§ **Exercise aim**: Nothing in the records may be left out or altered; reproduce them all exactly.

§ **Lines of data**:

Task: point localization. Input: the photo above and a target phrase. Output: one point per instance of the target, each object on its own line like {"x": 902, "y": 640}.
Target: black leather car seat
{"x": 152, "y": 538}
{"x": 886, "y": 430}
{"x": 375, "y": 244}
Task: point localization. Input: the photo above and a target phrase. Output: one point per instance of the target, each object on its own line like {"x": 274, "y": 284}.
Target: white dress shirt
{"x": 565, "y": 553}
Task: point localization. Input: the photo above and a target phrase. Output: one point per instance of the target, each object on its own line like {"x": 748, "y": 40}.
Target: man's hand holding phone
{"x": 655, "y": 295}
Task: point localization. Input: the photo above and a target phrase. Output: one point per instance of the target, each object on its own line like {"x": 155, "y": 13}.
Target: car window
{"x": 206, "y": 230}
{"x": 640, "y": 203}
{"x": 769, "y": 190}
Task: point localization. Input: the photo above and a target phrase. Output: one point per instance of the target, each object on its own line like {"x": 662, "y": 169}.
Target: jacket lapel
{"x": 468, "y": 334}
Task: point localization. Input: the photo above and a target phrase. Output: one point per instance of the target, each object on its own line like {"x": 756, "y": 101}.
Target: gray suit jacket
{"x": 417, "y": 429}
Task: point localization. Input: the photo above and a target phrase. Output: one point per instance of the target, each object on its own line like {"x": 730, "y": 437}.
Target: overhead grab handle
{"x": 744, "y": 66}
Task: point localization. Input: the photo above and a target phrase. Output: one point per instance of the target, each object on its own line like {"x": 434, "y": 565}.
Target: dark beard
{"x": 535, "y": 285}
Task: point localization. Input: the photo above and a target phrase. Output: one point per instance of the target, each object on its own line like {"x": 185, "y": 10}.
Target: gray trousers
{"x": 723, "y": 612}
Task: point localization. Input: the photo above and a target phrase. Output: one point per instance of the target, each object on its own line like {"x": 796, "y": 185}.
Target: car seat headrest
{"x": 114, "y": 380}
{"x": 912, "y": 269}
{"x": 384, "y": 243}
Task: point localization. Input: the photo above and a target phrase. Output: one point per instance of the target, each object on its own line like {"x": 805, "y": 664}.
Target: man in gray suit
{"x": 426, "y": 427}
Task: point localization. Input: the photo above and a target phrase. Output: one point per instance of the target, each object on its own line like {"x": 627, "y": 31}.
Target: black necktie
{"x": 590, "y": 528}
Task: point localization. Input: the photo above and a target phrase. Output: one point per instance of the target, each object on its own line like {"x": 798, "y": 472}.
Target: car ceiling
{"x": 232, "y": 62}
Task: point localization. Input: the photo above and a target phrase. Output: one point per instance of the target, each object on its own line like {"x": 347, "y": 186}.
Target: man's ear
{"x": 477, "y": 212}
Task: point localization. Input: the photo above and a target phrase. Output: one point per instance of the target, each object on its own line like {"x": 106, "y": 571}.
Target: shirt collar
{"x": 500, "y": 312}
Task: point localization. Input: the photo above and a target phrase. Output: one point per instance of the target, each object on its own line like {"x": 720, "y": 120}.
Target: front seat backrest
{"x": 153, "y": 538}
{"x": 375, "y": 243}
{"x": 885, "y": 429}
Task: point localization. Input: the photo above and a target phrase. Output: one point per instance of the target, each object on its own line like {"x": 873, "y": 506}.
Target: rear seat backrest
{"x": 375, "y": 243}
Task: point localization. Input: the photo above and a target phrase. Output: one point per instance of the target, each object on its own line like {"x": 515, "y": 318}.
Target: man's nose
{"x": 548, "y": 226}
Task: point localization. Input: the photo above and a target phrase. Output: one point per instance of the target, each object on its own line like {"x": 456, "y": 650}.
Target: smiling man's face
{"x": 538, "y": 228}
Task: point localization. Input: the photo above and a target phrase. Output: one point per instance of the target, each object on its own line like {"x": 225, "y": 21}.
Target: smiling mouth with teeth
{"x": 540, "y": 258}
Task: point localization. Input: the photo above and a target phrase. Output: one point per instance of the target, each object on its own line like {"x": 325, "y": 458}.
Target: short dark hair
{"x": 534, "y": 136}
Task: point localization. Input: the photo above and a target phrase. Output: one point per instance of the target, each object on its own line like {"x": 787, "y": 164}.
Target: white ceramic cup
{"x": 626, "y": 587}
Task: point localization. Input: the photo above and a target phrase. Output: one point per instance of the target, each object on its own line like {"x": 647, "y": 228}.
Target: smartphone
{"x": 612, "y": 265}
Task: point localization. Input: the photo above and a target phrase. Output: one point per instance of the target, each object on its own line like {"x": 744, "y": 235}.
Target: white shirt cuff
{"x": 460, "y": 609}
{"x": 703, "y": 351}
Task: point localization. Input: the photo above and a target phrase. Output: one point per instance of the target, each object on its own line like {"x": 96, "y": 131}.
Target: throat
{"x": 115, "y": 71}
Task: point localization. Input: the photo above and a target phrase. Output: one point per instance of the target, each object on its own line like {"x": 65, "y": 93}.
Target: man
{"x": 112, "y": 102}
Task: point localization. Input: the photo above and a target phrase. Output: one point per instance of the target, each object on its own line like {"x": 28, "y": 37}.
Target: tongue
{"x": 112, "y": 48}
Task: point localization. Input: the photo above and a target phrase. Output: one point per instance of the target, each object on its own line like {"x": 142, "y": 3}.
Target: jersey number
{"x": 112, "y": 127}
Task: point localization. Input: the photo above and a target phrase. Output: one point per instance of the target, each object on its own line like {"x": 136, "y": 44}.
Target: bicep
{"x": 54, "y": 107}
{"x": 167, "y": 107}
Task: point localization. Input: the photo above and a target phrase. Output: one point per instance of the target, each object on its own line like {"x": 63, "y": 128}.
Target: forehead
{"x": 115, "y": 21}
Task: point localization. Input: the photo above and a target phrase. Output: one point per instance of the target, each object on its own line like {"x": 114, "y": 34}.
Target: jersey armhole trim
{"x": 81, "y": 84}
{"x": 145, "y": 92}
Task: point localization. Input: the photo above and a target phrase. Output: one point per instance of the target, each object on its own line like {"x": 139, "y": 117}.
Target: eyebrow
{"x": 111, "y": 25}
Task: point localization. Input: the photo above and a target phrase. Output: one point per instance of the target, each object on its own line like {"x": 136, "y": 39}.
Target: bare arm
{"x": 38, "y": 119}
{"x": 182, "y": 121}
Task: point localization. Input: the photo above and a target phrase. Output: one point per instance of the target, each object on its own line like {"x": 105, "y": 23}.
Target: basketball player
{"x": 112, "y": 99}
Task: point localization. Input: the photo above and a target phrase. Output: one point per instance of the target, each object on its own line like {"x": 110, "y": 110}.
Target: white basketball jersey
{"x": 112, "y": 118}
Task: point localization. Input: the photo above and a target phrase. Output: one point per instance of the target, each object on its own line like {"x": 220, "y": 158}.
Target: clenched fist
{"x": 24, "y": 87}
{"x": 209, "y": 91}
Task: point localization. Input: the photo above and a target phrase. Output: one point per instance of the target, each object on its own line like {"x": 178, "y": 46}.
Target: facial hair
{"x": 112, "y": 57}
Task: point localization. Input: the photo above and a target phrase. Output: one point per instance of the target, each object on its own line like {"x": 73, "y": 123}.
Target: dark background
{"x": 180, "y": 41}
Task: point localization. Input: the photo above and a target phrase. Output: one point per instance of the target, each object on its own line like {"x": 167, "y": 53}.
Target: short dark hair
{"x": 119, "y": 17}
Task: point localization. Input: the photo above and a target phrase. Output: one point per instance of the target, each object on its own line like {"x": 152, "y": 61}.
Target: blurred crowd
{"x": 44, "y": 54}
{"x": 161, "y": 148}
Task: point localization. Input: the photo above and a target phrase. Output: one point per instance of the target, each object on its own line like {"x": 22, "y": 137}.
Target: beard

§ **Solution below**:
Task: point localization. Input: the photo above and a target phrase. Output: one point per instance of the target, each object on its own line like {"x": 902, "y": 640}.
Target: black leather car seat
{"x": 152, "y": 538}
{"x": 886, "y": 430}
{"x": 375, "y": 244}
Task: point localization. Input: the photo above and a target phrase. Output: one point per instance of the target, each object on its own line like {"x": 274, "y": 284}.
Target: white dress shirt
{"x": 565, "y": 553}
Task: point localization. Input: the photo above and a target phrase. Output: one point per instance of the target, each object on its own line like {"x": 748, "y": 40}.
Target: man's hand holding phone
{"x": 655, "y": 295}
Task: point localization. Input: the photo above and a target phrase. Output: one point per instance of the target, each object on its own line like {"x": 155, "y": 13}.
Target: car window
{"x": 206, "y": 230}
{"x": 640, "y": 203}
{"x": 769, "y": 190}
Task: point localization. Input: the photo above and a target phrase. Output: one point per instance of the target, each object on its own line like {"x": 662, "y": 169}.
Target: jacket lapel
{"x": 468, "y": 334}
Task: point localization. Input: the photo above and a target phrase. Output: one point per instance of the target, each object on its own line like {"x": 756, "y": 101}.
Target: gray suit jacket
{"x": 417, "y": 429}
Task: point localization. Input: the photo above and a target phrase. Output: one point per instance of the target, each object on its own line like {"x": 730, "y": 437}.
Target: overhead grab handle
{"x": 744, "y": 66}
Task: point localization. Input: the photo above and a target phrase. Output: one point per instance of the target, each object on its own line like {"x": 434, "y": 565}.
Target: dark beard
{"x": 535, "y": 285}
Task: point localization. Input: the photo above and a target phrase. Output: one point per instance of the target, each object on its own line like {"x": 185, "y": 10}.
Target: gray trousers
{"x": 723, "y": 612}
Task: point localization. Input: the photo above and a target phrase. Output: one point per instance of the target, each object on its own line like {"x": 796, "y": 185}.
Target: car seat headrest
{"x": 114, "y": 380}
{"x": 912, "y": 269}
{"x": 384, "y": 243}
Task: point localization. Input: the photo above and a target phrase. Output: one point per instance of the target, each object on its own line like {"x": 805, "y": 664}.
Target: man in gray suit
{"x": 426, "y": 427}
Task: point localization. Input: the photo above and a target phrase. Output: one point per instance of the target, each object on its own line like {"x": 627, "y": 31}.
Target: black necktie
{"x": 590, "y": 528}
Task: point localization. Input: the photo above and a target phrase. Output: one point per instance of the target, each object on its own line like {"x": 798, "y": 472}.
Target: car ceiling
{"x": 232, "y": 62}
Task: point localization. Input: the photo above and a target phrase. Output: one point per instance of the target, each object on its own line like {"x": 347, "y": 186}.
Target: man's ear
{"x": 477, "y": 212}
Task: point localization. Input: the photo above and a target phrase. Output: one point per instance of the target, each object on its own line like {"x": 106, "y": 571}.
Target: shirt collar
{"x": 500, "y": 312}
Task: point localization. Input: the photo above and a target phrase. Output: one point per instance of the target, each object on its own line like {"x": 720, "y": 120}.
Target: front seat backrest
{"x": 153, "y": 538}
{"x": 375, "y": 243}
{"x": 885, "y": 429}
Task: point localization. Input: the photo above and a target phrase. Output: one point per instance of the target, each object on its own line like {"x": 873, "y": 506}.
Target: rear seat backrest
{"x": 375, "y": 243}
Task: point localization. Input: the photo above and a target phrase. Output: one point per instance of the target, each object on its own line like {"x": 515, "y": 318}.
Target: man's nose
{"x": 548, "y": 226}
Task: point localization. Input: the photo above and a target phrase. Output: one point per instance of the target, each object on its own line like {"x": 456, "y": 650}.
Target: smiling man's face
{"x": 538, "y": 228}
Task: point localization. Input: the photo above and a target phrase. Output: one point per instance of the target, each object on its own line like {"x": 225, "y": 21}.
Target: smiling mouth with teeth
{"x": 540, "y": 258}
Task: point localization. Input: the photo above and a target phrase. Output: one point per instance of the target, each object on its own line like {"x": 325, "y": 458}.
Target: short dark hair
{"x": 534, "y": 136}
Task: point localization. Input: the photo above and a target phrase. Output: one point per instance of the target, each object on its own line like {"x": 787, "y": 164}.
Target: white ceramic cup
{"x": 626, "y": 587}
Task: point localization. Input: the photo above and a target phrase. Output: one point per instance of the target, each object on its own line like {"x": 647, "y": 228}.
Target: smartphone
{"x": 612, "y": 265}
Task: point localization. Input: the photo above and a target phrase. Output: one point per instance of the target, each object on its own line like {"x": 744, "y": 235}.
Target: white shirt cuff
{"x": 460, "y": 609}
{"x": 703, "y": 351}
Task: point localization. Input: the photo above and a target phrase. Output: one point per instance of the target, each object on its own line like {"x": 96, "y": 131}.
Target: throat
{"x": 115, "y": 71}
Task: point localization. Input: the photo above and a target phrase. Output: one point per instance of the target, each object on its own line like {"x": 65, "y": 93}.
Target: man
{"x": 112, "y": 102}
Task: point localization. Input: the photo above and a target phrase. Output: one point per instance of the target, each object on its own line like {"x": 28, "y": 37}.
Target: tongue
{"x": 112, "y": 48}
Task: point localization. Input: the photo above and a target phrase. Output: one point per instance of the target, each object on its own line like {"x": 142, "y": 3}.
Target: jersey number
{"x": 112, "y": 127}
Task: point localization. Input: the photo above and a target phrase. Output: one point per instance of the target, each object on its own line like {"x": 136, "y": 44}.
Target: bicep
{"x": 54, "y": 107}
{"x": 167, "y": 107}
Task: point localization. Input: the photo above and a target phrase. Output: one point per instance of the target, each object on its own line like {"x": 63, "y": 128}.
Target: forehead
{"x": 115, "y": 21}
Task: point localization. Input: the photo above and a target phrase. Output: one point per instance of the target, each object on its own line like {"x": 114, "y": 34}.
Target: jersey armhole trim
{"x": 81, "y": 84}
{"x": 145, "y": 92}
Task: point localization. Input: the photo above and a target phrase. Output: one point per instance of the target, each object on its own line like {"x": 139, "y": 117}.
Target: eyebrow
{"x": 111, "y": 25}
Task: point localization. Input: the photo above and a target phrase. Output: one point per instance of the target, each object on its own line like {"x": 136, "y": 39}.
Target: bare arm
{"x": 38, "y": 119}
{"x": 182, "y": 121}
Task: point localization. Input: the photo above and a target phrase. Output: one point per instance of the target, each object on its own line like {"x": 105, "y": 23}.
Target: basketball player
{"x": 112, "y": 99}
Task: point localization. Input: the photo above and a target phrase. Output: one point per instance of the target, each object on its own line like {"x": 110, "y": 110}.
Target: white basketball jersey
{"x": 112, "y": 118}
Task: point localization. Input: the photo above and a target phrase. Output: one point per instance of the target, each object on its own line like {"x": 220, "y": 158}.
Target: clenched fist
{"x": 24, "y": 87}
{"x": 209, "y": 91}
Task: point localization. Input: the photo above and a target phrase. Output: one point per instance of the target, each object on its own line like {"x": 178, "y": 46}.
Target: facial hair
{"x": 112, "y": 57}
Task: point localization. Input: the photo above and a target phrase. Output: one point per instance of the target, each object on its own line like {"x": 73, "y": 123}.
Target: dark background
{"x": 180, "y": 41}
Task: point localization. Input: the photo above and a target phrase. Output: one point per instance of the target, each object on its own line like {"x": 167, "y": 53}.
Target: short dark hair
{"x": 119, "y": 17}
Task: point localization. Input: the photo above and a target phrase. Output: one point per instance of the target, each object on its own line like {"x": 152, "y": 61}.
Target: blurred crowd
{"x": 44, "y": 54}
{"x": 161, "y": 148}
Task: point localization. Input: the photo above and a target phrase. Output: one point per instance of the target, each object on its own line like {"x": 22, "y": 137}.
Target: beard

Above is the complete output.